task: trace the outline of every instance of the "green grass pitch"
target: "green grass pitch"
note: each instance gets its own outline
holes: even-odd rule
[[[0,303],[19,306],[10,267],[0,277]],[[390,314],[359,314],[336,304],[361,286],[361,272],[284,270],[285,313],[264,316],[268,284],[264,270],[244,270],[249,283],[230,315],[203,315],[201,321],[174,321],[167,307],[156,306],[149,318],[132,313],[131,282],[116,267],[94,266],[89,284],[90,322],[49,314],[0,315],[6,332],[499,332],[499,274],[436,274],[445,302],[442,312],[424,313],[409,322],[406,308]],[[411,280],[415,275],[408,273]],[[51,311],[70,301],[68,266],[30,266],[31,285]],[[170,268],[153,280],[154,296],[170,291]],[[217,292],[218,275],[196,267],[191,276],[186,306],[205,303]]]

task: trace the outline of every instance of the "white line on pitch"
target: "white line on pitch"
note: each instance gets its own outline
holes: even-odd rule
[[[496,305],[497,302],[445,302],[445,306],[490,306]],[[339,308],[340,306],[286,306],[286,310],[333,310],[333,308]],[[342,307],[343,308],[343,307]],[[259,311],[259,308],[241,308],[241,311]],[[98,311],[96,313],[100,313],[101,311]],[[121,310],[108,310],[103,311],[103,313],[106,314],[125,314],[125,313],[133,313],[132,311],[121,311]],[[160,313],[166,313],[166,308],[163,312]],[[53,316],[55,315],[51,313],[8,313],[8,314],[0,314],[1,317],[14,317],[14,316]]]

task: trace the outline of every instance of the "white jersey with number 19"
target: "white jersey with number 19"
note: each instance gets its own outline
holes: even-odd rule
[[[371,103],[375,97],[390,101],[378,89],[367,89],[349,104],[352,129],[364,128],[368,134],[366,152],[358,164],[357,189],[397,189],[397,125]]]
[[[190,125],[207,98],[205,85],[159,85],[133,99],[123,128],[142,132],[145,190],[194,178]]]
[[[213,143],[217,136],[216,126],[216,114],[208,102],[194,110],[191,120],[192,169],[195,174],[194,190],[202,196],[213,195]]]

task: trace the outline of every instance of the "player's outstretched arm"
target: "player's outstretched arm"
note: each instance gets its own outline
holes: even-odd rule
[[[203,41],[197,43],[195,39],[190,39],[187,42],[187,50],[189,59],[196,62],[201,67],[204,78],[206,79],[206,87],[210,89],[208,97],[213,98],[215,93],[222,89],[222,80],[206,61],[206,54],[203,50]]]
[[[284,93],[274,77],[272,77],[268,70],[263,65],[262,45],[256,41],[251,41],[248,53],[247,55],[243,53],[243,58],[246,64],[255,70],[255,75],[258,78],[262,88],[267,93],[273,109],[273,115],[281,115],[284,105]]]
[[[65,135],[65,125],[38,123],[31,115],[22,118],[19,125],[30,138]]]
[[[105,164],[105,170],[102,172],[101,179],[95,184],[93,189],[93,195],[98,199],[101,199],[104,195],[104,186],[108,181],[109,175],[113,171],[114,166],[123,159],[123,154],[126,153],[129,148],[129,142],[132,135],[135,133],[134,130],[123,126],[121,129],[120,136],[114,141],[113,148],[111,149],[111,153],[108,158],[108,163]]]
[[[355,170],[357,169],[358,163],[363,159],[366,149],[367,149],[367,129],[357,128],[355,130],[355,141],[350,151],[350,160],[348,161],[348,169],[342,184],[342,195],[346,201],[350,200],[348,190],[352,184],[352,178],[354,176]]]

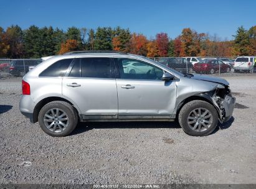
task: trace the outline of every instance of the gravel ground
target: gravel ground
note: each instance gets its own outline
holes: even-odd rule
[[[256,183],[256,76],[225,78],[234,118],[203,137],[153,122],[79,124],[52,137],[19,113],[21,79],[0,80],[0,183]]]

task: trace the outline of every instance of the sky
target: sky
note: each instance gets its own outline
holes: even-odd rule
[[[36,25],[66,30],[75,26],[129,28],[148,39],[166,32],[171,39],[184,28],[231,40],[238,27],[256,25],[256,0],[0,0],[0,26]]]

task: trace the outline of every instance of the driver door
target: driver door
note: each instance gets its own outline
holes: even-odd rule
[[[175,81],[162,80],[163,70],[141,60],[115,58],[115,63],[119,119],[171,118]]]

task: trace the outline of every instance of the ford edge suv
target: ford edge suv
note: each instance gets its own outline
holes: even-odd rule
[[[130,71],[131,63],[140,71]],[[24,76],[19,109],[52,136],[69,135],[78,121],[176,119],[187,134],[204,136],[232,116],[235,98],[229,85],[142,56],[73,52],[54,56]]]

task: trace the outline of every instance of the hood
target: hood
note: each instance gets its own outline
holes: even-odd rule
[[[224,85],[229,85],[229,83],[227,82],[226,80],[217,78],[217,77],[213,77],[211,76],[199,75],[199,74],[193,74],[194,76],[191,77],[191,79],[193,80],[202,80],[206,81],[211,81],[217,83],[223,84]]]

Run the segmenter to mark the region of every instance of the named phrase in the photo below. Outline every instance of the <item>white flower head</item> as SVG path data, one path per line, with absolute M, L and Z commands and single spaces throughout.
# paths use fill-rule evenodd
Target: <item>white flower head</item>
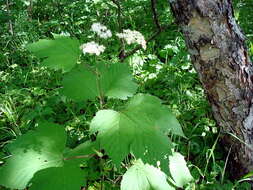
M 137 43 L 142 46 L 143 49 L 147 48 L 146 40 L 144 36 L 136 30 L 123 30 L 122 33 L 117 33 L 116 36 L 124 39 L 127 44 Z
M 100 24 L 99 22 L 93 23 L 91 25 L 91 31 L 97 33 L 97 35 L 100 38 L 107 39 L 107 38 L 112 37 L 111 30 L 109 30 L 105 25 Z
M 81 45 L 80 49 L 83 51 L 83 54 L 89 53 L 100 55 L 102 52 L 105 51 L 105 46 L 99 45 L 92 41 Z

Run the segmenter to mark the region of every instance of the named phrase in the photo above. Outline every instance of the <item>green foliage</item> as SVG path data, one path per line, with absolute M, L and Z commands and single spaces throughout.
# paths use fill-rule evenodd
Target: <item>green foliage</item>
M 173 190 L 159 169 L 137 160 L 123 175 L 121 190 Z
M 91 121 L 90 130 L 92 133 L 98 131 L 101 146 L 117 165 L 132 152 L 147 163 L 156 165 L 160 161 L 166 170 L 172 148 L 166 135 L 180 131 L 183 136 L 179 125 L 170 125 L 174 121 L 159 99 L 138 94 L 119 112 L 99 111 Z
M 179 153 L 173 153 L 170 156 L 170 172 L 175 185 L 183 188 L 183 186 L 193 180 L 189 172 L 184 157 Z M 183 174 L 183 175 L 182 175 Z
M 66 143 L 64 128 L 52 123 L 39 124 L 9 145 L 12 156 L 0 169 L 0 184 L 13 189 L 24 189 L 33 175 L 44 168 L 63 165 Z
M 27 49 L 38 58 L 44 58 L 41 66 L 63 71 L 71 70 L 80 56 L 79 43 L 70 37 L 54 35 L 54 40 L 39 40 Z
M 51 167 L 37 172 L 29 189 L 78 190 L 85 186 L 85 177 L 79 166 L 65 164 L 63 167 Z
M 119 189 L 120 183 L 124 190 L 250 189 L 250 178 L 229 178 L 227 155 L 216 141 L 219 130 L 167 1 L 156 2 L 162 32 L 124 63 L 119 55 L 136 47 L 122 46 L 115 34 L 129 28 L 146 39 L 153 36 L 157 28 L 149 0 L 121 1 L 121 18 L 113 1 L 9 0 L 0 5 L 1 185 L 28 184 L 38 190 Z M 234 7 L 253 55 L 252 1 L 235 0 Z M 94 22 L 110 28 L 113 37 L 98 39 L 90 31 Z M 105 52 L 81 56 L 80 44 L 92 40 L 104 45 Z M 94 121 L 103 128 L 91 133 Z M 50 147 L 53 153 L 47 156 Z M 172 148 L 187 164 L 183 156 L 171 154 Z M 49 163 L 38 156 L 47 156 Z
M 75 100 L 94 100 L 95 97 L 127 99 L 137 88 L 129 67 L 125 64 L 99 64 L 95 68 L 80 65 L 67 73 L 62 81 L 62 94 Z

EXERCISE AIM: Copy out everything from the line containing "the photo above." down to the end of the material, reproducing each line unchanged.

THE OUTPUT:
Run the segmenter to mark the region of every instance of the named phrase in the photo above. Outline every instance of the <item>green foliage</item> as SVG path data, one path per line, with absolute M, L and Z commands and single spaces throughout.
# paths use fill-rule evenodd
Target: <item>green foliage</item>
M 173 190 L 159 169 L 137 160 L 123 175 L 121 190 Z
M 91 121 L 90 130 L 92 133 L 98 131 L 101 146 L 117 165 L 132 152 L 147 163 L 156 165 L 160 161 L 166 170 L 172 148 L 166 135 L 180 131 L 183 136 L 179 125 L 170 125 L 174 121 L 159 99 L 138 94 L 119 112 L 99 111 Z
M 179 153 L 173 153 L 170 156 L 170 172 L 175 185 L 183 188 L 183 186 L 193 180 L 189 172 L 184 157 Z M 183 174 L 183 175 L 182 175 Z
M 66 143 L 64 128 L 52 123 L 39 124 L 9 145 L 12 156 L 0 169 L 0 184 L 13 189 L 24 189 L 33 175 L 44 168 L 63 165 Z
M 27 49 L 38 58 L 44 58 L 41 66 L 63 71 L 71 70 L 80 56 L 79 43 L 70 37 L 54 35 L 54 40 L 39 40 Z
M 51 167 L 37 172 L 29 189 L 78 190 L 85 186 L 85 177 L 79 166 L 65 164 L 63 167 Z
M 119 189 L 120 183 L 124 190 L 250 189 L 250 178 L 229 178 L 227 155 L 216 141 L 219 130 L 167 1 L 156 2 L 162 32 L 124 63 L 119 55 L 136 47 L 122 46 L 115 34 L 129 28 L 146 39 L 153 36 L 157 28 L 149 0 L 121 1 L 121 18 L 113 1 L 9 0 L 0 5 L 1 185 L 28 184 L 38 190 Z M 234 7 L 253 55 L 252 1 L 235 0 Z M 94 22 L 110 28 L 113 37 L 98 39 L 90 31 Z M 105 52 L 81 56 L 80 44 L 92 40 L 104 45 Z M 94 121 L 103 128 L 91 133 Z M 50 147 L 53 153 L 47 156 Z M 172 148 L 187 164 L 183 156 L 171 154 Z M 49 163 L 38 156 L 47 156 Z
M 75 100 L 94 100 L 95 97 L 127 99 L 137 88 L 129 67 L 125 64 L 99 64 L 95 68 L 80 65 L 67 73 L 62 81 L 62 94 Z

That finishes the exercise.